Given instruction >> Return every record below exactly as written, but leave out the pictures.

Stored rows >>
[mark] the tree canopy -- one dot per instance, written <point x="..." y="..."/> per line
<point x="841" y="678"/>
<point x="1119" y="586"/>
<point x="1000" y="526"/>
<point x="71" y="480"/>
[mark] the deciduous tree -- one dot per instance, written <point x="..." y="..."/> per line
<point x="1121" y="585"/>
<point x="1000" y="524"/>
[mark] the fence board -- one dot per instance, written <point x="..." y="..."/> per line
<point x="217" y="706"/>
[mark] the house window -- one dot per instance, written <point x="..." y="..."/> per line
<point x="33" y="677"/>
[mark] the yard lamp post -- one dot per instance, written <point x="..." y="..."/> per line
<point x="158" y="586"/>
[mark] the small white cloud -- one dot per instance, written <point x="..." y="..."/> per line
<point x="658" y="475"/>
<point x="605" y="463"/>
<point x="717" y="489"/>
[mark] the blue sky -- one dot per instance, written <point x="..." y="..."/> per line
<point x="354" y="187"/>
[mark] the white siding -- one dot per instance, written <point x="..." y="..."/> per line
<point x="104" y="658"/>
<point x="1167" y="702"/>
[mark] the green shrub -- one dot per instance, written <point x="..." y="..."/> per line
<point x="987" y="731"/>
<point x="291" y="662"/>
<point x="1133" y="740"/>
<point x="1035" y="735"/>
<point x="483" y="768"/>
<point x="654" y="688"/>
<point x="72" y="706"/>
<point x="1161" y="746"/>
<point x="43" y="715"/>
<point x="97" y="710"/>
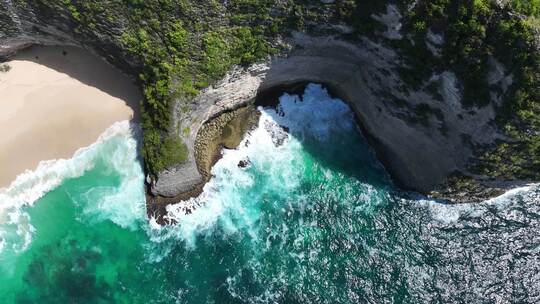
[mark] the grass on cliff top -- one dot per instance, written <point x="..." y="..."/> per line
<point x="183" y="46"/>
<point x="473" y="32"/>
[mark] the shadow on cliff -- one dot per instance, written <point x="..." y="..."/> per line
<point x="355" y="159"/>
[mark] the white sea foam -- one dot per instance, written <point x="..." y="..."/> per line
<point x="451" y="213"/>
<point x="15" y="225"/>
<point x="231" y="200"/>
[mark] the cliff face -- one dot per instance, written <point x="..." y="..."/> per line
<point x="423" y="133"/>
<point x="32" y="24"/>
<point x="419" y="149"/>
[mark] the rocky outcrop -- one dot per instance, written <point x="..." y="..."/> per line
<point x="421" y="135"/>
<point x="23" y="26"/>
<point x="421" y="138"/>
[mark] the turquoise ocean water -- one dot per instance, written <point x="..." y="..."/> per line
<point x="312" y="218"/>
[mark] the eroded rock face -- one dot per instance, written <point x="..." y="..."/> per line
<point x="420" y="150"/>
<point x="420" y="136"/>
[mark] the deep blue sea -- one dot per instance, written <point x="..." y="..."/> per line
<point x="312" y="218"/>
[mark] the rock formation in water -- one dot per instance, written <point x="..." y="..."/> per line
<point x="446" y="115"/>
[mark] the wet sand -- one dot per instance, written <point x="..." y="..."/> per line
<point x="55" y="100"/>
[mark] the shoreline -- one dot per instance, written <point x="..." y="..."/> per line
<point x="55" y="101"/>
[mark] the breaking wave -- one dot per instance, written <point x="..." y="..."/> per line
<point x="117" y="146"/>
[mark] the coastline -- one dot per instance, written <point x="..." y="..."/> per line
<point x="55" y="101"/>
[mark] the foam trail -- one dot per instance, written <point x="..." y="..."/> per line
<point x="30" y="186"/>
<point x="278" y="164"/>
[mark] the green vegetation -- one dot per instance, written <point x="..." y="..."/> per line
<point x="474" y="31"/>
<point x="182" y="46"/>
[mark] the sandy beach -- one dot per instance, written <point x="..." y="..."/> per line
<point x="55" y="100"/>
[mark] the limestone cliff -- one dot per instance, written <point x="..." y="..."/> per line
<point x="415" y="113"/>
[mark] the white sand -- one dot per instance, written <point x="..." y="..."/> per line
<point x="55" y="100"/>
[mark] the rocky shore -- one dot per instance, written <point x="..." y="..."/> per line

Written answer >>
[mark] the tree canopy -- one dot per instance, written <point x="..." y="..."/> per line
<point x="841" y="678"/>
<point x="1119" y="586"/>
<point x="1000" y="526"/>
<point x="71" y="480"/>
[mark] the deciduous tree -- one dot per instance, written <point x="..." y="..."/> per line
<point x="1121" y="585"/>
<point x="1000" y="524"/>
[mark] the fence board -- one dot per instance, written <point x="..." y="..."/> per line
<point x="217" y="706"/>
[mark] the house window -- one dot per instance, written <point x="..." y="..."/> per line
<point x="33" y="677"/>
[mark] the yard lamp post -- one dot per instance, written <point x="..." y="..."/> per line
<point x="158" y="586"/>
[mark] the small white cloud -- one dot per instance, written <point x="..." y="..."/> per line
<point x="658" y="475"/>
<point x="605" y="463"/>
<point x="717" y="489"/>
[mark] the blue sky -- one dot per instance, written <point x="..." y="..."/> per line
<point x="354" y="187"/>
[mark] the white siding -- one dot per instance, written <point x="..." y="..."/> per line
<point x="104" y="658"/>
<point x="1167" y="702"/>
[mark] the green shrub -- one dot per instance, written <point x="..." y="..."/> per line
<point x="987" y="731"/>
<point x="291" y="662"/>
<point x="1133" y="740"/>
<point x="1035" y="735"/>
<point x="483" y="768"/>
<point x="654" y="688"/>
<point x="72" y="706"/>
<point x="1161" y="746"/>
<point x="43" y="715"/>
<point x="97" y="710"/>
[mark] the grass on cliff top -- one dot per instance, written <point x="..." y="..."/> per line
<point x="183" y="46"/>
<point x="473" y="32"/>
[mark] the shadow on cliff -- one dot per instance, written <point x="..." y="..."/> per line
<point x="355" y="159"/>
[mark] the white sea foam -- one dot per instance, written <point x="..." y="..."/> per line
<point x="451" y="213"/>
<point x="15" y="225"/>
<point x="231" y="200"/>
[mark] the cliff face -- one dot per instance, written <point x="..." y="..."/> per line
<point x="423" y="133"/>
<point x="32" y="24"/>
<point x="419" y="149"/>
[mark] the rocky outcrop -- one dot per instance, written <point x="..." y="..."/> per line
<point x="421" y="135"/>
<point x="23" y="26"/>
<point x="421" y="138"/>
[mark] the turquoise ocean water -- one dot per instance, written <point x="..." y="..."/> per line
<point x="312" y="218"/>
[mark] the eroded rock face -- one dot per instance, written <point x="..." y="..."/> per line
<point x="420" y="150"/>
<point x="420" y="136"/>
[mark] the deep blue sea -- one dot per instance, written <point x="..." y="..."/> per line
<point x="312" y="218"/>
[mark] the rock formation in water -- one dot per instance, written <point x="..." y="..."/> per line
<point x="446" y="115"/>
[mark] the wet sand -- one dot per instance, written <point x="..." y="..."/> per line
<point x="55" y="100"/>
[mark] the shoreline -- one dot per instance, written <point x="..." y="..."/> per line
<point x="55" y="101"/>
[mark] the breaking wave -- one dot per instance, written <point x="..." y="..."/> per line
<point x="117" y="146"/>
[mark] the coastline -- one dot per instance, written <point x="..." y="..."/> per line
<point x="55" y="101"/>
[mark] the foam trail -- one dot per instance, written <point x="..." y="..."/> per line
<point x="30" y="186"/>
<point x="278" y="164"/>
[mark] the green vegetation -- one dot per instance, written <point x="..." y="..."/> per line
<point x="474" y="31"/>
<point x="182" y="46"/>
[mark] the sandy beach -- one dot per instance, written <point x="..." y="..."/> per line
<point x="55" y="100"/>
[mark] the limestone cliff -- one dot per instance, written <point x="..." y="..."/> per line
<point x="415" y="113"/>
[mark] the white sand -- one dot per instance, written <point x="..." y="..."/> per line
<point x="55" y="100"/>
[mark] the rocky shore -- one dot per instance, written <point x="..." y="..."/> per line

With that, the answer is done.